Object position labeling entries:

* BEGIN *

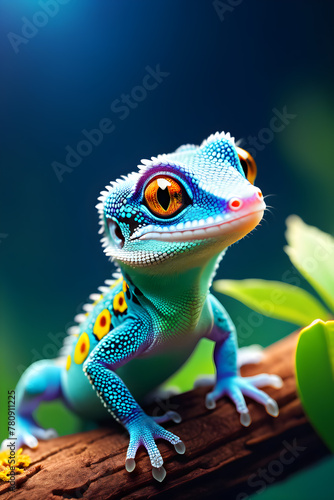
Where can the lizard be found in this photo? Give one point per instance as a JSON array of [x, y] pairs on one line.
[[166, 226]]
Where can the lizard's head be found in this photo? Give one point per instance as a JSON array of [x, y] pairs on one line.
[[182, 207]]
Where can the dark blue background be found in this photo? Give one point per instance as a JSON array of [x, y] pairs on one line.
[[226, 72]]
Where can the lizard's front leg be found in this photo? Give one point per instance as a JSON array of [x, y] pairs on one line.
[[229, 382], [123, 343]]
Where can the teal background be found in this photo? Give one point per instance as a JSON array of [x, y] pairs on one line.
[[224, 74]]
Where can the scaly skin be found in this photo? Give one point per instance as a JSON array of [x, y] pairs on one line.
[[167, 227]]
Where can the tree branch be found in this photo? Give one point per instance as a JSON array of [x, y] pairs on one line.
[[221, 456]]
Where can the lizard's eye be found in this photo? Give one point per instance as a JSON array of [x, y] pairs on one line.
[[165, 196], [248, 164]]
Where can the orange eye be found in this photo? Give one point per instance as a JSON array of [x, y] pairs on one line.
[[165, 197], [248, 164]]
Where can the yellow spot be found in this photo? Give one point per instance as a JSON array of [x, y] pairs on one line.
[[102, 324], [81, 349], [119, 303], [19, 462], [68, 362]]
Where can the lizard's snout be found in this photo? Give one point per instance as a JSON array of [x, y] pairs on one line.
[[249, 202]]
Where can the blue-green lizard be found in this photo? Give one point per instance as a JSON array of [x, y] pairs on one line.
[[166, 226]]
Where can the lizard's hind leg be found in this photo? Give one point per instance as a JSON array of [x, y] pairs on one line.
[[40, 382]]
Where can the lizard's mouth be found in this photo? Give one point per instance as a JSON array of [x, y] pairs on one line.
[[213, 227]]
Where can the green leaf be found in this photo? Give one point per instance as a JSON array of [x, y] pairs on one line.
[[312, 252], [274, 299], [315, 377]]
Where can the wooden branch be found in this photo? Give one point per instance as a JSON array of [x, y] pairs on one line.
[[222, 457]]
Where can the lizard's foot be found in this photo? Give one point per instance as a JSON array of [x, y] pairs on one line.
[[144, 431], [251, 354], [236, 387], [28, 432]]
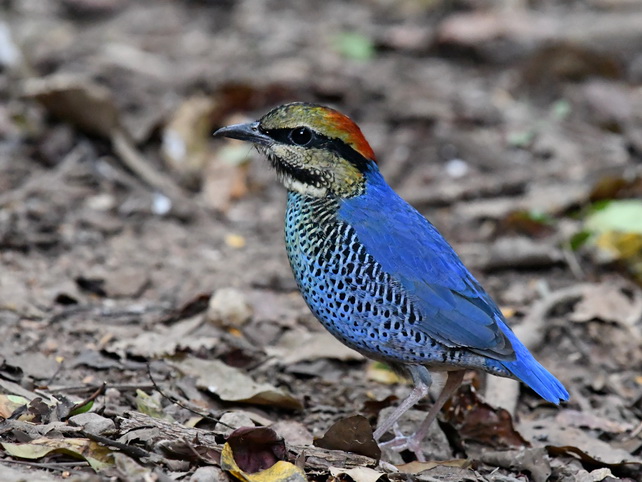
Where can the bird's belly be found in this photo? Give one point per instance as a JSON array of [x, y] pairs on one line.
[[355, 300]]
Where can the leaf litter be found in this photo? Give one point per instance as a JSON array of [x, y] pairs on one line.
[[119, 218]]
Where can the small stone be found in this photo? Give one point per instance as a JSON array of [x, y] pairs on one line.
[[229, 308]]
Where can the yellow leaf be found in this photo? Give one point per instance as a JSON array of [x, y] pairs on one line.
[[280, 472]]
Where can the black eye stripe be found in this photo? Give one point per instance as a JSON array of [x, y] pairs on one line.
[[319, 141], [301, 136]]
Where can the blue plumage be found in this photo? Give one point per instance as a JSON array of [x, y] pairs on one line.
[[375, 272], [424, 306]]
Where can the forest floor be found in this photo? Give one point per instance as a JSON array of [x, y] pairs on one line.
[[147, 307]]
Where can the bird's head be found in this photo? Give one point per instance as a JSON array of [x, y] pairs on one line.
[[315, 150]]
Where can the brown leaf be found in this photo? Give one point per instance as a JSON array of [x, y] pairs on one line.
[[478, 422], [186, 138], [233, 385], [85, 104], [352, 434], [256, 449]]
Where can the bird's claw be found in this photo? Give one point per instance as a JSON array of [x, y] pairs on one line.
[[402, 442]]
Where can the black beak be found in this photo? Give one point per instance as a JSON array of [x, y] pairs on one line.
[[245, 132]]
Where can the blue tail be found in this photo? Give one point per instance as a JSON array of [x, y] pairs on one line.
[[529, 371]]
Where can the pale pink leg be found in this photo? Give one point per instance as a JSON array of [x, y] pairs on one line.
[[413, 442]]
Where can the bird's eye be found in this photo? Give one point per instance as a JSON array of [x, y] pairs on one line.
[[301, 136]]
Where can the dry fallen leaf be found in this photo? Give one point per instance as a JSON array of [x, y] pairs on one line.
[[96, 455], [478, 422], [258, 455], [562, 439], [233, 385], [352, 434], [302, 345], [357, 474], [186, 138]]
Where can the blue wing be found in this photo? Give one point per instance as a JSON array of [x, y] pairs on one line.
[[457, 311]]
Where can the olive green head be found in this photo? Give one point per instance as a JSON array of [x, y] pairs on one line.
[[315, 150]]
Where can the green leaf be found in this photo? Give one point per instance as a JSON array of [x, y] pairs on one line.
[[82, 409], [521, 139], [579, 239], [624, 216], [354, 46]]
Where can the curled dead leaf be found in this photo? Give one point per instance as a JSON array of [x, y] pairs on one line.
[[258, 455], [352, 434], [96, 455]]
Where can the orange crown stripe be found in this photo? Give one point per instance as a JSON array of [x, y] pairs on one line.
[[345, 129]]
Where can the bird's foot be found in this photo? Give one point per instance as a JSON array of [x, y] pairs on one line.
[[402, 442]]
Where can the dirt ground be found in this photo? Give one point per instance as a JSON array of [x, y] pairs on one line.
[[147, 308]]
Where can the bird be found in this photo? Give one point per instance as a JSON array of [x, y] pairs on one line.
[[375, 272]]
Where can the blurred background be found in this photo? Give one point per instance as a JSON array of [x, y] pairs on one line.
[[128, 234]]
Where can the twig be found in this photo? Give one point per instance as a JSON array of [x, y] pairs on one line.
[[181, 404]]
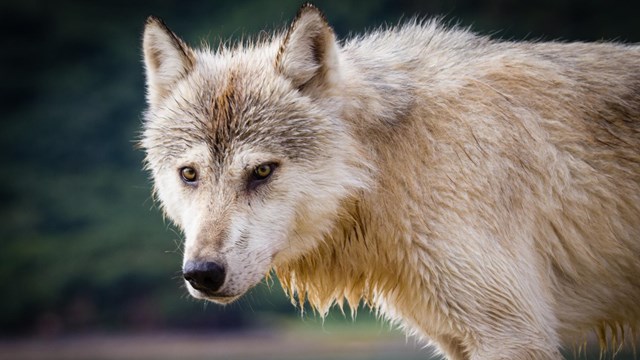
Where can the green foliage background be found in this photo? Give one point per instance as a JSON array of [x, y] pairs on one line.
[[82, 245]]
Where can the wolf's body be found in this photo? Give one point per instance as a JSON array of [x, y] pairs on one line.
[[484, 193]]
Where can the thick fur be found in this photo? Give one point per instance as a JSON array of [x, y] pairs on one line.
[[484, 193]]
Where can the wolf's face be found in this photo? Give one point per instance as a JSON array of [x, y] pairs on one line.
[[247, 158]]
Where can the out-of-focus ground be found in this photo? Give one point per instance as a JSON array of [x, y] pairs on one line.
[[307, 340]]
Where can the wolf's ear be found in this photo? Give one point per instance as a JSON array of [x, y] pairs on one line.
[[308, 55], [166, 59]]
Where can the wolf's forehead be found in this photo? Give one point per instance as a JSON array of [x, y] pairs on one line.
[[233, 110]]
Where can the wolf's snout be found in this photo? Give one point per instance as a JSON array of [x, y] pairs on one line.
[[207, 277]]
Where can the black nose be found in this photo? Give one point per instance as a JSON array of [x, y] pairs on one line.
[[207, 277]]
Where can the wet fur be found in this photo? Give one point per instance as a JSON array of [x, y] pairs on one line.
[[486, 194]]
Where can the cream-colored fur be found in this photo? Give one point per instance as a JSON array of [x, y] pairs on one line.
[[485, 194]]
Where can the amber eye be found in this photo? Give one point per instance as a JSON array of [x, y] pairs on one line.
[[262, 171], [189, 174]]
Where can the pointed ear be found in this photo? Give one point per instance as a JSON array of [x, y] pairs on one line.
[[308, 55], [166, 59]]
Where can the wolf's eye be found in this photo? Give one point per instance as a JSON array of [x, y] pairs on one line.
[[262, 171], [189, 174], [260, 174]]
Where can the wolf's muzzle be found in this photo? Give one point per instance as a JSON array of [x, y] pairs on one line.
[[206, 277]]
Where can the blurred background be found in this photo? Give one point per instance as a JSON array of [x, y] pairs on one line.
[[88, 267]]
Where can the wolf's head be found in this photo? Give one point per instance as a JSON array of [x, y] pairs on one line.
[[247, 150]]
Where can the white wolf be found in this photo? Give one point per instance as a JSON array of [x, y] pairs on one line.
[[484, 193]]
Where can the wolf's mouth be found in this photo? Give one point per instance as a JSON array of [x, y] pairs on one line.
[[222, 299]]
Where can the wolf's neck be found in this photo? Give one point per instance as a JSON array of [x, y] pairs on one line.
[[364, 268]]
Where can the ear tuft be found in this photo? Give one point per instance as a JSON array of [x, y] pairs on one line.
[[308, 55], [167, 59]]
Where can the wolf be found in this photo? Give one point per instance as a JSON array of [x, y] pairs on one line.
[[485, 194]]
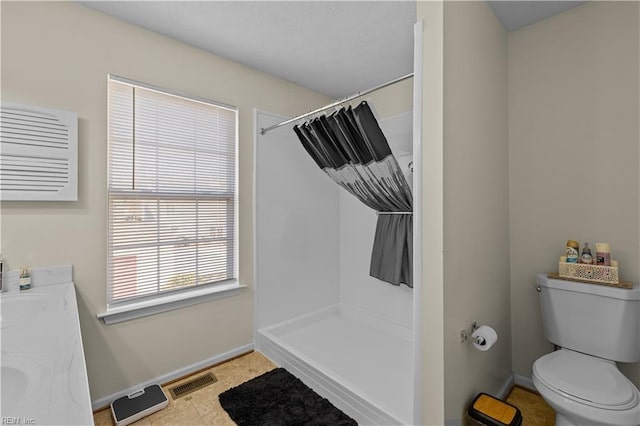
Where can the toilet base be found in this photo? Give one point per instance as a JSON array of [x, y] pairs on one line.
[[563, 421]]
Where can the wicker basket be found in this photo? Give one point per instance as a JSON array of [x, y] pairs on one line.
[[589, 273]]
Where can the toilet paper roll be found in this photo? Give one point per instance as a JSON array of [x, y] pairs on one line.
[[484, 337]]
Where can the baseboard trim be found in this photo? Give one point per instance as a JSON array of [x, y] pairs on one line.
[[524, 381], [104, 402]]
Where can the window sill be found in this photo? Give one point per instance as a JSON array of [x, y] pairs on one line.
[[170, 302]]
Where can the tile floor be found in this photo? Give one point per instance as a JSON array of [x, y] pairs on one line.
[[202, 407], [534, 409]]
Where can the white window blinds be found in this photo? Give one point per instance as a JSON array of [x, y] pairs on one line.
[[172, 192]]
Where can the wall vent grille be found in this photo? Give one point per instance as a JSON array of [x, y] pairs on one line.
[[192, 385], [38, 154]]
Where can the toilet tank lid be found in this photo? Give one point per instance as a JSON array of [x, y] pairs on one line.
[[582, 287]]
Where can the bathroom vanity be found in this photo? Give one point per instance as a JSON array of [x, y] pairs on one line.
[[42, 367]]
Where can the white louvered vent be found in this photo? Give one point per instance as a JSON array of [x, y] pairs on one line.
[[38, 154]]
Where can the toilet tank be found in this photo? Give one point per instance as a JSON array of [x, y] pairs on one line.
[[594, 319]]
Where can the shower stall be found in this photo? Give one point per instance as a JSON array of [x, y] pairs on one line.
[[319, 314]]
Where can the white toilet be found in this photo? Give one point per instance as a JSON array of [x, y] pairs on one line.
[[594, 326]]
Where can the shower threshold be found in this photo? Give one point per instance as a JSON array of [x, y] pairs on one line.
[[361, 364]]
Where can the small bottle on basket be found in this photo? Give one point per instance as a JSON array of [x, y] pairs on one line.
[[603, 254], [586, 255], [572, 251]]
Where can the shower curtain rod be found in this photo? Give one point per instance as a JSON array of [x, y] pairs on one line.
[[336, 103]]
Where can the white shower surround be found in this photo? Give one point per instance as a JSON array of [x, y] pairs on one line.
[[318, 312]]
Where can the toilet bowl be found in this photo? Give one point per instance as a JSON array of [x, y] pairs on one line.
[[586, 390]]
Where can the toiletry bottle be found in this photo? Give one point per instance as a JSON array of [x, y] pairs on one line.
[[572, 251], [603, 254], [586, 255]]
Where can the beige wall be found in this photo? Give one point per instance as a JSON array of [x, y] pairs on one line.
[[573, 152], [476, 201], [58, 55]]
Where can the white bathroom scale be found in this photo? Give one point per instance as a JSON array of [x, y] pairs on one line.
[[133, 407]]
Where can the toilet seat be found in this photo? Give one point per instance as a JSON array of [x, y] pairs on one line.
[[586, 380]]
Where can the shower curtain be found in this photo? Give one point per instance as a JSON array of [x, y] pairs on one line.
[[350, 147]]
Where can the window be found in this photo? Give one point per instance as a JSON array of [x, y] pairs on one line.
[[172, 222]]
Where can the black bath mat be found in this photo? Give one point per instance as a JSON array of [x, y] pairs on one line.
[[279, 398]]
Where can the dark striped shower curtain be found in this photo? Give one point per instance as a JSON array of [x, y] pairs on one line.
[[350, 147]]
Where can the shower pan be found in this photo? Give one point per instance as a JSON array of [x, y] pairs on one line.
[[348, 336]]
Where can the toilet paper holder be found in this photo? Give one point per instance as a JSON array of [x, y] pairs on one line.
[[464, 335]]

* END *

#### Aim
Reproduce the lines verbatim, starting with the line containing "Where can the toilet paper holder" and continuing through the last line of the object position labeling entries.

#### Response for this exercise
Where can the toilet paper holder be found in this photo? Give one point per instance as a JSON array of [x, y] pairs on one line.
[[464, 335]]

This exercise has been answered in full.